* **TASK REQUIREMENTS**
Turn everything from the line containing "On the interface shown above, find the round" down to the end of the items into a numbered list, leaving out any blank lines. Give only that list.

[START OF DATA SUPPLIED]

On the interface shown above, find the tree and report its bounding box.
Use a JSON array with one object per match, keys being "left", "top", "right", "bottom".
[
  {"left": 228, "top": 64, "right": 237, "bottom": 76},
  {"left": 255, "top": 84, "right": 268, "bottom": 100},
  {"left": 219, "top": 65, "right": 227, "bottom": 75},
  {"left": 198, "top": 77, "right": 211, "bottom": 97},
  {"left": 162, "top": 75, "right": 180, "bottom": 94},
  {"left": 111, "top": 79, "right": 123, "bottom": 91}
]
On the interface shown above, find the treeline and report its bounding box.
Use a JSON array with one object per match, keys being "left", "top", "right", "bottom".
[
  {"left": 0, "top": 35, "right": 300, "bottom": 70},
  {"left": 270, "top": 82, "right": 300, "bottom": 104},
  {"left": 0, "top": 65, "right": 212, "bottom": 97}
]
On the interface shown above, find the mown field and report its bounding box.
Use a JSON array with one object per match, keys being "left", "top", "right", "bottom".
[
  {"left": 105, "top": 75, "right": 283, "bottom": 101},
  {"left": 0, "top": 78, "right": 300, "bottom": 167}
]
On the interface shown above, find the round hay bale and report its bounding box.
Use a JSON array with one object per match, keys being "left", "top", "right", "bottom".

[END OF DATA SUPPLIED]

* **OUTPUT FOR THIS EXERCISE**
1. On the interface shown above, find the round hay bale and report its bounding box.
2. Use a JSON array with one object per match, keys being "left", "top", "right", "bottom".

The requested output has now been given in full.